* FRAGMENT DO PRZECZYTANIA:
^^^^^^^^^^^^^^^^

Reklama

Policja

Black Hawk w spocie wyborczym. Szef policji: "czuję się zbulwersowany i oszukany"

Fot. Policja
Fot. Policja

Kandydujący w eurowyborach z mazowieckiej listy PiS Marek Opioła, szef sejmowej komisji ds. służb specjalnych, wykorzystał Black Hawka w swoim spocie wyborczym. Do sprawy odniósł się Komendant Główny Policji, który zażądał „niezwłocznego zaprzestania wykorzystywania spotu w dalszej kampanii wyborczej”. „Policja jest apolityczna - czujemy się oszukani tą sytuacją” - pisze Komendant Główny Policji gen. insp. Jarosław Szymczyk.

Jak informuje Policja, „Przewodniczący Sejmowej Komisji ds. Służb Specjalnych zwrócił się pisemnie 9 kwietnia br. z prośbą o zrealizowanie materiału informując wyraźnie, że <<materiał będzie wykorzystany w bieżącej pracy Przewodniczącego Komisji do Spraw Służb Specjalnych>> - nie było mowy o innych celach”.

Do sprawy Opioły odniósł się we wtorek rzecznik KGP insp. Mariusz Ciarka, który powiedział dziennikarzom, że Komenda jest zbulwersowana wykorzystaniem Black Hawka przez Opiołę. Jak oświadczył, policja jest apolityczna i to jest fundament jej działalności.

^^^^^^^^^^^^^^^^

* WIERSZE DANYCH:
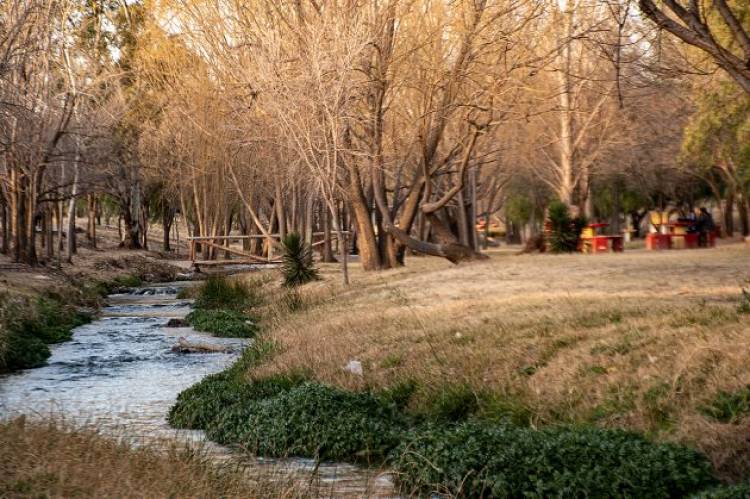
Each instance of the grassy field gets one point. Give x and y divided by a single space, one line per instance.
653 342
52 460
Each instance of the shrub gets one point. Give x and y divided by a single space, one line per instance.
52 322
314 420
216 395
481 460
224 323
564 230
218 292
744 305
739 491
29 326
128 281
728 407
297 266
24 351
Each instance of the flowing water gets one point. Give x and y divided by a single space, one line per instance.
119 373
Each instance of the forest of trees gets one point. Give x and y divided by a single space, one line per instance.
402 122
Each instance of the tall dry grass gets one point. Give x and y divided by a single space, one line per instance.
637 340
52 460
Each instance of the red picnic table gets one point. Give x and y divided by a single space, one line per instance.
679 237
593 241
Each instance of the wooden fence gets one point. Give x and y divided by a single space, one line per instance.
234 256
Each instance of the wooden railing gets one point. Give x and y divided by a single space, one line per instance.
221 245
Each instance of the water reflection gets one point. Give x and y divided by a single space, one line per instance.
120 374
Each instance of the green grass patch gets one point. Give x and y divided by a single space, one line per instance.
738 491
482 460
218 292
313 420
728 407
127 281
30 325
224 323
457 441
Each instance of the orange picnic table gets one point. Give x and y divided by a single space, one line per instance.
593 240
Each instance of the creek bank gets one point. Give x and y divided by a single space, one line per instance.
293 415
33 319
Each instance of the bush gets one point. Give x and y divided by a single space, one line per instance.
53 322
218 292
224 323
481 460
30 326
313 420
297 266
564 230
127 281
24 351
739 491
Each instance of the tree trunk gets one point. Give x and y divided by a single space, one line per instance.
72 212
367 244
744 206
729 215
91 226
327 249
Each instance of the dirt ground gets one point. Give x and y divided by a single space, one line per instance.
639 340
103 263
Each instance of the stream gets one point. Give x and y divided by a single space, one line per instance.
120 375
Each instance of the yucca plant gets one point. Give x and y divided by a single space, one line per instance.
297 264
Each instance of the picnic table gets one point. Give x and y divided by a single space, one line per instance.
593 240
679 235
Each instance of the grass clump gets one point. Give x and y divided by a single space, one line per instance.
223 323
54 460
482 460
315 420
218 292
738 491
29 326
728 407
288 415
221 308
127 281
297 267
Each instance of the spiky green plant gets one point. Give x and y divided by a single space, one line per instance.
297 266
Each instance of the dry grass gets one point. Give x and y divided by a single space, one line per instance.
637 340
49 460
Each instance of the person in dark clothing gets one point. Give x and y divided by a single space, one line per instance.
705 225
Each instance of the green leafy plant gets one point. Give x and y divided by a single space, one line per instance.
297 267
482 460
312 420
128 281
744 306
738 491
564 230
29 326
224 323
218 292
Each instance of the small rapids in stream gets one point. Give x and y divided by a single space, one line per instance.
119 373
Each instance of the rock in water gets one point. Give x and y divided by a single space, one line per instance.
185 346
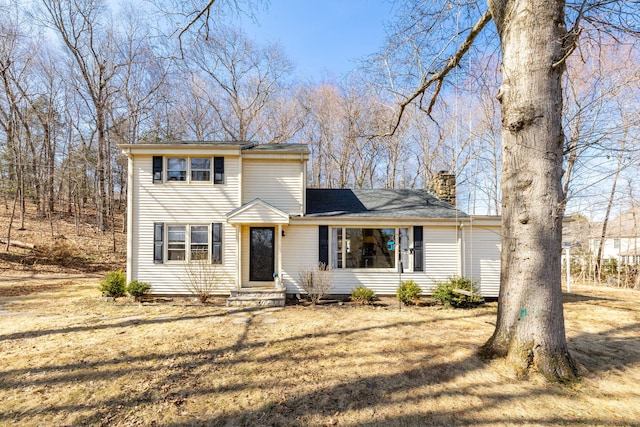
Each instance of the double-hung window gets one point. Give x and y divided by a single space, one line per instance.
188 169
176 169
187 242
199 242
181 237
176 242
201 169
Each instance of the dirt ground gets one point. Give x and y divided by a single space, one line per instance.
69 358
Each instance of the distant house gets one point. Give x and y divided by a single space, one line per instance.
245 209
622 238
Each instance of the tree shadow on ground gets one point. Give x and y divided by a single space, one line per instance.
175 378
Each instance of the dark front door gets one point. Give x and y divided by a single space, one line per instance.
261 253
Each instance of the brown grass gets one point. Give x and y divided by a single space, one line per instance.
61 248
68 358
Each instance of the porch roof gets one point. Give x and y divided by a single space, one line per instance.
257 212
378 203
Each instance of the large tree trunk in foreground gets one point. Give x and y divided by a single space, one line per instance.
530 328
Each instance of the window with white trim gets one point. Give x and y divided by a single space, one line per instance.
201 169
364 248
176 169
188 169
181 237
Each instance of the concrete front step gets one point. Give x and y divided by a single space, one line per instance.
257 297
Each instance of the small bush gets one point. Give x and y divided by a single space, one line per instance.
409 292
113 285
138 289
444 292
316 281
363 295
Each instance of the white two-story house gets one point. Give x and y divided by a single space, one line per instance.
245 209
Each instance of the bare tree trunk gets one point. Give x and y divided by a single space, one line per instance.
530 328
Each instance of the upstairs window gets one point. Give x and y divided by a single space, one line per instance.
188 169
176 242
176 169
200 169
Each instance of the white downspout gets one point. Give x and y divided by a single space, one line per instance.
130 200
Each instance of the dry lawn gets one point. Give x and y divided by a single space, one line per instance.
68 358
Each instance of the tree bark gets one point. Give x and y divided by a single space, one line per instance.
530 328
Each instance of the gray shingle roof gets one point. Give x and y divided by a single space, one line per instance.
378 203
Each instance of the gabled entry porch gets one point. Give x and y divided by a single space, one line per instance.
259 231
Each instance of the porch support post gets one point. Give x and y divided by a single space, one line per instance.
238 255
280 282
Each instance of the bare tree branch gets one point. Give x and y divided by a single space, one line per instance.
440 75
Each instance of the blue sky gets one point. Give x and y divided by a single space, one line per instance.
324 38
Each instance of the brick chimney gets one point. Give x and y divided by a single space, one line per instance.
443 184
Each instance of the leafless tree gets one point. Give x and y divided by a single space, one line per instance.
530 326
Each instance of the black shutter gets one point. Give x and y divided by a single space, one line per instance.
157 169
158 244
218 170
216 243
418 256
323 244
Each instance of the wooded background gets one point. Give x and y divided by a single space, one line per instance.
79 78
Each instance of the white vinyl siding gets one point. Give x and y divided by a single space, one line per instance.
441 253
179 203
482 258
300 250
278 183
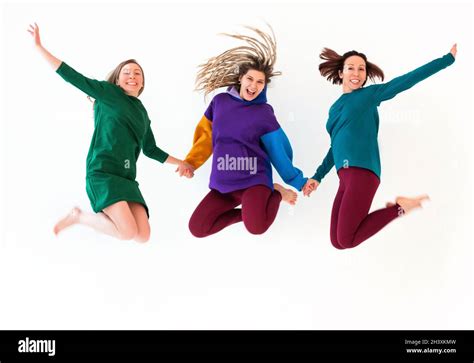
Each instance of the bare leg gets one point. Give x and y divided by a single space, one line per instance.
287 195
141 219
116 220
98 221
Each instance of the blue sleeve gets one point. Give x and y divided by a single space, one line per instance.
390 89
279 150
325 167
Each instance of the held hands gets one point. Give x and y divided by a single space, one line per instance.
454 50
185 169
34 31
310 186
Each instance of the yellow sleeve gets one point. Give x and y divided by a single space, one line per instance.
202 144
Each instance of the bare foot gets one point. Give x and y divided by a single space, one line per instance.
69 220
408 204
287 195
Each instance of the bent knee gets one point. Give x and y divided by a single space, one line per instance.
345 242
128 232
142 237
196 227
336 244
255 228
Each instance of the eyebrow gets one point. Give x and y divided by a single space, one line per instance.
258 79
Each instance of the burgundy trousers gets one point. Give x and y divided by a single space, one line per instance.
351 223
218 210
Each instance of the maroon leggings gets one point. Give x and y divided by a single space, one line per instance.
218 210
351 223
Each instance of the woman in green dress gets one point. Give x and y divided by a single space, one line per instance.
121 130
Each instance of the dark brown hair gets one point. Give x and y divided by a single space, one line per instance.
334 63
114 75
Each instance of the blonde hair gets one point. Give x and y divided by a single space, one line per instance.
227 68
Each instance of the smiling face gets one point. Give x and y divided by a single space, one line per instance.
354 74
252 84
130 79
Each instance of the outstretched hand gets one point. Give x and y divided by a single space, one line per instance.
34 31
310 186
454 50
185 169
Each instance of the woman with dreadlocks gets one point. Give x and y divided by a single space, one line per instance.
353 126
122 130
241 131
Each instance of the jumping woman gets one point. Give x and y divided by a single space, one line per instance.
240 130
353 127
121 130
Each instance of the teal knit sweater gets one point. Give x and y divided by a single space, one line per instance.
353 122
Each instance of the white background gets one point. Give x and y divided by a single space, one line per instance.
415 274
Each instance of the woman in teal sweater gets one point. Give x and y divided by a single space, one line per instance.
121 130
353 126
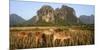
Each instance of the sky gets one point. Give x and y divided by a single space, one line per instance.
28 9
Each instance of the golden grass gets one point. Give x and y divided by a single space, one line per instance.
78 37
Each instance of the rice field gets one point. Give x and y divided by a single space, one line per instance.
40 37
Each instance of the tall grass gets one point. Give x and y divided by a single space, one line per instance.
80 37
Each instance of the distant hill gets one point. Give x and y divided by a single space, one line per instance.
87 19
15 19
47 16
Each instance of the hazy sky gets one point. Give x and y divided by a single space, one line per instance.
28 9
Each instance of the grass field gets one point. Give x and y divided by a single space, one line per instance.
39 37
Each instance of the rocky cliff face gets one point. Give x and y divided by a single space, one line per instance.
46 14
66 14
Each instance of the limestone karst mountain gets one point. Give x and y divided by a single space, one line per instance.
48 16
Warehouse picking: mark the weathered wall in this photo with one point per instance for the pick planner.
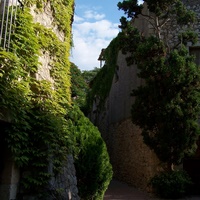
(65, 181)
(133, 162)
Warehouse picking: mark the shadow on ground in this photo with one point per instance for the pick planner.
(121, 191)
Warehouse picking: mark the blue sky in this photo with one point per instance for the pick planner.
(95, 25)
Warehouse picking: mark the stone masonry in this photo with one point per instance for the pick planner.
(133, 162)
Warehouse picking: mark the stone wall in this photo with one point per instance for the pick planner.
(133, 162)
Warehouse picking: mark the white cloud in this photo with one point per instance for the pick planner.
(90, 37)
(78, 19)
(90, 14)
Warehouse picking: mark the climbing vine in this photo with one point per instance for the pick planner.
(38, 132)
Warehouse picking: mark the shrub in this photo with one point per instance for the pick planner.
(173, 184)
(93, 168)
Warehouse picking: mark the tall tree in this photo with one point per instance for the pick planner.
(167, 106)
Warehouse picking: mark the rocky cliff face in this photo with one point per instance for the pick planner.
(64, 182)
(132, 161)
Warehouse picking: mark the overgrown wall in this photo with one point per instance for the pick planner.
(133, 162)
(35, 95)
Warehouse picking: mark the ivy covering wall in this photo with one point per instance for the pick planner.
(38, 133)
(42, 128)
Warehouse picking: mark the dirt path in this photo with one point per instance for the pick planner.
(121, 191)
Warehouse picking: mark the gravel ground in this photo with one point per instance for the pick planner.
(121, 191)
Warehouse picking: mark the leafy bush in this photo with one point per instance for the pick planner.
(172, 184)
(93, 168)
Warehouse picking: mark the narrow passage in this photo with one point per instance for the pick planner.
(122, 191)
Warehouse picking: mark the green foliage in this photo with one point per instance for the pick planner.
(79, 87)
(93, 168)
(167, 106)
(101, 84)
(38, 133)
(173, 184)
(89, 75)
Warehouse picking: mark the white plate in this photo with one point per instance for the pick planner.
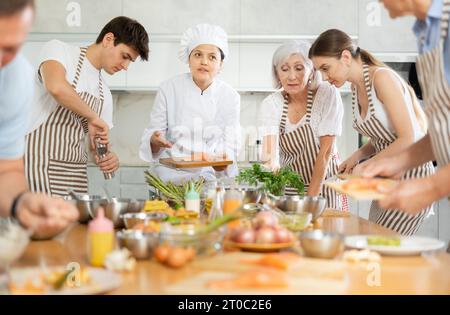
(410, 245)
(102, 281)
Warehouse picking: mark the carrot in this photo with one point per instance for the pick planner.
(257, 279)
(278, 261)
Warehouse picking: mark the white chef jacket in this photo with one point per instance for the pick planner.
(195, 121)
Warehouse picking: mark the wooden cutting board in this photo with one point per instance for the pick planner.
(193, 164)
(305, 276)
(196, 285)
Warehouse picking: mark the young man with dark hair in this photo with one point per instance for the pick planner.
(44, 215)
(73, 100)
(432, 31)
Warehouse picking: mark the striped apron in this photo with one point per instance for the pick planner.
(436, 91)
(381, 138)
(56, 157)
(299, 150)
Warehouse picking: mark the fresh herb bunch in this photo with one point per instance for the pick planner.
(172, 192)
(273, 182)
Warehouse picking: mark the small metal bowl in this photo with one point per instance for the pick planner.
(136, 205)
(295, 221)
(87, 205)
(114, 209)
(140, 244)
(298, 204)
(131, 219)
(319, 244)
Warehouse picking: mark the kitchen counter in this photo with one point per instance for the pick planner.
(426, 274)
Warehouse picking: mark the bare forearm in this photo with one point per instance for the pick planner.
(269, 149)
(11, 184)
(365, 151)
(440, 182)
(318, 175)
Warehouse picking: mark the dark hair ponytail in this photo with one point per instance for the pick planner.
(333, 42)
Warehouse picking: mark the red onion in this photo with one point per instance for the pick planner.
(282, 235)
(265, 235)
(245, 235)
(265, 219)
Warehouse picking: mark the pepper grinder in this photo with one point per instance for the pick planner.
(102, 150)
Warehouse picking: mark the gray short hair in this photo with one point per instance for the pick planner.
(283, 52)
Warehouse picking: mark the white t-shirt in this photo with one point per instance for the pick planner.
(195, 121)
(326, 114)
(68, 56)
(381, 112)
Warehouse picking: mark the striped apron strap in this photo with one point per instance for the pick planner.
(381, 138)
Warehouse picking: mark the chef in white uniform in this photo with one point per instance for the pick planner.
(195, 112)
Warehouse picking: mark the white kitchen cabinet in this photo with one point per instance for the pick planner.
(80, 16)
(175, 16)
(163, 64)
(379, 33)
(255, 65)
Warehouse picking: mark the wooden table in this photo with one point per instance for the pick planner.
(427, 274)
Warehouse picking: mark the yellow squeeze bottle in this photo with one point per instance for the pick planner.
(100, 239)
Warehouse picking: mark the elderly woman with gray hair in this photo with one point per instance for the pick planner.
(301, 121)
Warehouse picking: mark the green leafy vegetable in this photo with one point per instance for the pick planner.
(172, 192)
(275, 183)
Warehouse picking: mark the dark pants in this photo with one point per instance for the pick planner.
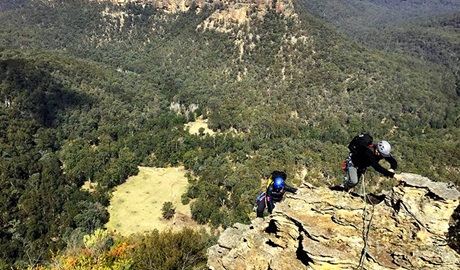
(261, 207)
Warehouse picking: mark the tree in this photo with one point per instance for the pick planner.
(168, 210)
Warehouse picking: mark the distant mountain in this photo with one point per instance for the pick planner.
(90, 90)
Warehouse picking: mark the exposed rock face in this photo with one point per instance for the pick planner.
(319, 228)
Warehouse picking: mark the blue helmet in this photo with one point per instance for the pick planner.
(278, 183)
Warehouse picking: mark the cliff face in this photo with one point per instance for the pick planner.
(321, 228)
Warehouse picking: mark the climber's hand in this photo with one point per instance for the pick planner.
(398, 177)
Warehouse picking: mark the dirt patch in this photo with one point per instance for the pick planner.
(136, 204)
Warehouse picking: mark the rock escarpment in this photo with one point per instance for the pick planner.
(319, 228)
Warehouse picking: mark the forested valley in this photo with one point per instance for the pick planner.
(90, 91)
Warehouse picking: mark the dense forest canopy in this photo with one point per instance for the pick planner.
(88, 95)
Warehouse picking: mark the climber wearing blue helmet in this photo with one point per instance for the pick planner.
(276, 188)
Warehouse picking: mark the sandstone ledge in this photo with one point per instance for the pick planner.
(319, 228)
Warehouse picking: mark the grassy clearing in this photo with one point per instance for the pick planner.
(194, 127)
(136, 205)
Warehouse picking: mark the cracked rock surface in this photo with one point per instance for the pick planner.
(319, 228)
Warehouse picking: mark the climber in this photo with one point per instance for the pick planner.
(276, 187)
(364, 153)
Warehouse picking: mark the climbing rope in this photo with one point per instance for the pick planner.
(367, 229)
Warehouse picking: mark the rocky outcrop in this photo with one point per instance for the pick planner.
(322, 228)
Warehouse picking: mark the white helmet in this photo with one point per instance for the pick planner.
(384, 148)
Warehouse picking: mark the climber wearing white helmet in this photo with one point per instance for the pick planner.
(364, 153)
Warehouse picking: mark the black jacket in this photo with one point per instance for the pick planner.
(367, 157)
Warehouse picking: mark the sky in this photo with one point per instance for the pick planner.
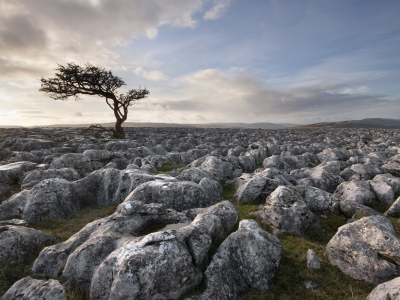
(205, 61)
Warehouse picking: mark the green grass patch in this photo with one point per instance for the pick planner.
(11, 273)
(293, 273)
(166, 169)
(64, 229)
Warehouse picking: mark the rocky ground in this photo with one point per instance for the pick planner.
(191, 213)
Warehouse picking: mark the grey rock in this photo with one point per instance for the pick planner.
(318, 200)
(356, 190)
(56, 198)
(367, 171)
(311, 285)
(33, 289)
(28, 144)
(213, 188)
(317, 177)
(81, 163)
(383, 191)
(350, 208)
(394, 209)
(286, 211)
(313, 260)
(355, 248)
(5, 191)
(12, 173)
(389, 290)
(176, 195)
(38, 175)
(247, 259)
(18, 243)
(160, 265)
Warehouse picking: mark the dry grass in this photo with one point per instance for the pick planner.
(166, 169)
(292, 273)
(63, 229)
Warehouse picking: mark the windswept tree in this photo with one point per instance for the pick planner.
(75, 80)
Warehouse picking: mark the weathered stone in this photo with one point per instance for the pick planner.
(162, 264)
(38, 175)
(350, 208)
(356, 247)
(394, 209)
(389, 290)
(318, 200)
(286, 211)
(81, 163)
(356, 190)
(313, 260)
(18, 243)
(247, 259)
(12, 173)
(176, 195)
(33, 289)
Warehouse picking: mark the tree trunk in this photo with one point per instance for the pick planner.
(119, 131)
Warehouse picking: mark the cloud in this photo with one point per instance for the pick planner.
(359, 90)
(236, 95)
(24, 84)
(151, 75)
(33, 38)
(218, 10)
(30, 112)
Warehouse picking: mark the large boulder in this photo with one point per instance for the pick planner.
(318, 200)
(18, 243)
(356, 190)
(253, 188)
(81, 163)
(33, 289)
(176, 195)
(394, 209)
(12, 173)
(367, 171)
(286, 211)
(317, 177)
(161, 265)
(56, 198)
(247, 259)
(29, 144)
(367, 249)
(36, 176)
(389, 290)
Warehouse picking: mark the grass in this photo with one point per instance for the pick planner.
(64, 229)
(292, 271)
(259, 166)
(166, 169)
(292, 274)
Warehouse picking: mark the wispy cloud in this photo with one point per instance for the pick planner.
(218, 10)
(150, 75)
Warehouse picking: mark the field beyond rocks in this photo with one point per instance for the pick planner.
(192, 213)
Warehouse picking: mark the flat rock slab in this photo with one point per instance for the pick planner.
(18, 243)
(356, 246)
(32, 289)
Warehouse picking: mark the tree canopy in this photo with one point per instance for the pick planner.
(74, 80)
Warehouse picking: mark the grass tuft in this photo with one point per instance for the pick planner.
(64, 229)
(166, 169)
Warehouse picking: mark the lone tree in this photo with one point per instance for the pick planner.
(74, 80)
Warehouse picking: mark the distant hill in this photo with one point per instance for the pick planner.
(209, 125)
(364, 123)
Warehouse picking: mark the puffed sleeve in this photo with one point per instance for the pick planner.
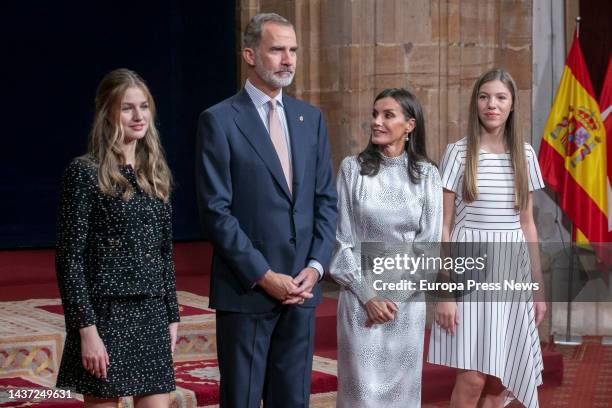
(536, 181)
(345, 266)
(430, 223)
(77, 198)
(172, 307)
(450, 168)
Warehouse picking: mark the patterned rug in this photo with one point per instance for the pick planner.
(32, 337)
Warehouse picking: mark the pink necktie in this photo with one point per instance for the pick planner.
(280, 143)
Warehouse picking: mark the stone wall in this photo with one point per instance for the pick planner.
(350, 50)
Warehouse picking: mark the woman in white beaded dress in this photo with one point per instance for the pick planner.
(389, 193)
(488, 178)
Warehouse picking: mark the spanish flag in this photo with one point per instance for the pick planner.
(573, 152)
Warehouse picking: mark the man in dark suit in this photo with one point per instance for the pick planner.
(268, 204)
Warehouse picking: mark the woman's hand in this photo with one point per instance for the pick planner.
(447, 316)
(93, 352)
(173, 327)
(380, 311)
(540, 311)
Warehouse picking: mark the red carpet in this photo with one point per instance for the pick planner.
(30, 274)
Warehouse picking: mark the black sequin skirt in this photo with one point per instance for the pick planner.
(137, 339)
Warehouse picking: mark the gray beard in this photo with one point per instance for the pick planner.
(269, 78)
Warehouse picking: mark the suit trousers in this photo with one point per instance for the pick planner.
(266, 356)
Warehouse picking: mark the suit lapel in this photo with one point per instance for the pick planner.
(298, 141)
(250, 125)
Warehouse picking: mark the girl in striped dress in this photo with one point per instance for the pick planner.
(488, 178)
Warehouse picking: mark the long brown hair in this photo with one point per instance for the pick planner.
(152, 173)
(513, 140)
(371, 157)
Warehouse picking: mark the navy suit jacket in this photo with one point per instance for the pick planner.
(246, 209)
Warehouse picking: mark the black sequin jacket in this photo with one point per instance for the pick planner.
(107, 247)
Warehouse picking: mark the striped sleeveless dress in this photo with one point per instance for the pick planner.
(495, 338)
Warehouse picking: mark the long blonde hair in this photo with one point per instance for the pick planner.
(152, 173)
(513, 139)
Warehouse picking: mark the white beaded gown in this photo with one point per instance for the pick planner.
(495, 338)
(381, 366)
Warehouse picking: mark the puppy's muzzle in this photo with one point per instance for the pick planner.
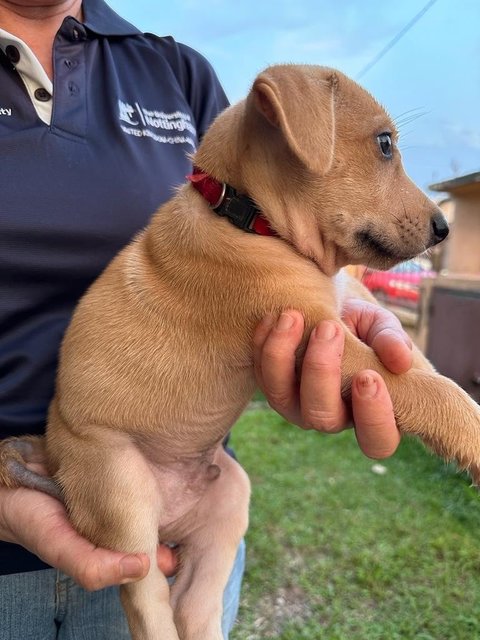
(439, 228)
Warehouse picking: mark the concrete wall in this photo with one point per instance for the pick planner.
(463, 252)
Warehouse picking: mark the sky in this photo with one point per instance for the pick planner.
(429, 80)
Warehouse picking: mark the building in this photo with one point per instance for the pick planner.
(463, 254)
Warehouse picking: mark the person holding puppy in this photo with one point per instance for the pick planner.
(96, 121)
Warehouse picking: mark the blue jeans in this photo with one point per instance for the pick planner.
(48, 605)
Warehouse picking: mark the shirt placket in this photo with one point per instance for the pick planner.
(70, 78)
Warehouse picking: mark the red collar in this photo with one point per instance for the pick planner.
(225, 201)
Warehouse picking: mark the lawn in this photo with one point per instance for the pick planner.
(337, 551)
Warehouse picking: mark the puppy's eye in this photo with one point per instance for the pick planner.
(385, 143)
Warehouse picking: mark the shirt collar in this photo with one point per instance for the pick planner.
(102, 20)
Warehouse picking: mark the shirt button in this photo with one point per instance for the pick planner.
(42, 95)
(12, 53)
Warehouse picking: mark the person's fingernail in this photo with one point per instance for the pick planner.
(367, 386)
(131, 567)
(268, 321)
(285, 322)
(326, 330)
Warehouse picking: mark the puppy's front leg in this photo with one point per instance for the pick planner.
(425, 404)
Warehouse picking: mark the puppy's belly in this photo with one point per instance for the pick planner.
(182, 479)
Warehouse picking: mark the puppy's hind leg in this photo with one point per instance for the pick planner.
(114, 501)
(21, 459)
(208, 550)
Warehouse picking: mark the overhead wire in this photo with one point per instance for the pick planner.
(394, 40)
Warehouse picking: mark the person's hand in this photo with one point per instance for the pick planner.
(40, 524)
(314, 401)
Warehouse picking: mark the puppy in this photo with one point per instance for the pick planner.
(157, 363)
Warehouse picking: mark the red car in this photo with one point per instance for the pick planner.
(400, 285)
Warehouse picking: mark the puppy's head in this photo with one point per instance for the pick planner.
(320, 157)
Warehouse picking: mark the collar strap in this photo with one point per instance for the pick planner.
(226, 202)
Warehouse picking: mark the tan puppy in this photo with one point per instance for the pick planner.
(157, 363)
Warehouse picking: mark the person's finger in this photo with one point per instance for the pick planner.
(322, 407)
(40, 524)
(382, 331)
(167, 560)
(274, 356)
(375, 427)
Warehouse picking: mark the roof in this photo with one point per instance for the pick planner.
(456, 183)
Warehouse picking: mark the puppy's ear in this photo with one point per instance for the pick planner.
(300, 102)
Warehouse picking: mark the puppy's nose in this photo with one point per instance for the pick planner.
(439, 228)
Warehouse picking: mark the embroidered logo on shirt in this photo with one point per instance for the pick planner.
(166, 128)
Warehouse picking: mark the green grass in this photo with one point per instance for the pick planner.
(337, 552)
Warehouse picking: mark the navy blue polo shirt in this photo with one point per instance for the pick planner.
(83, 165)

^^^^^^^^^^^^^^^^

* CZĘŚCI ĆWICZENIA:
(A) Sprawdź, czy poniższe stwierdzenia są zgodne z fragmentem o spocie wyborczym z Black Hawkiem: (i) przewodniczący komisji zwrócił się do policji pisemnie 9 kwietnia, (ii) rzecznik KGP skomentował sprawę w poniedziałek, (iii) Marek Opioła kandyduje z wielkopolskiej listy PiS. Przy każdym odpowiedz „tak” lub „nie” i przytocz rozstrzygające słowa tekstu.
(B) Wypisz wiernie z fragmentu o spocie wyborczym część zaczynającą się od "Do sprawy Opioły" i kończącą się na "fundament jej działalności.".

* ODPOWIEDZI DO ZADAŃ:
(A)
(i) Tak: „zwrócił się pisemnie 9 kwietnia br. z prośbą o zrealizowanie materiału”
(ii) Nie: „Do sprawy Opioły odniósł się we wtorek rzecznik KGP insp. Mariusz Ciarka”
(iii) Nie: „Kandydujący w eurowyborach z mazowieckiej listy PiS Marek Opioła”

(B)
Do sprawy Opioły odniósł się we wtorek rzecznik KGP insp. Mariusz Ciarka, który powiedział dziennikarzom, że Komenda jest zbulwersowana wykorzystaniem Black Hawka przez Opiołę. Jak oświadczył, policja jest apolityczna i to jest fundament jej działalności.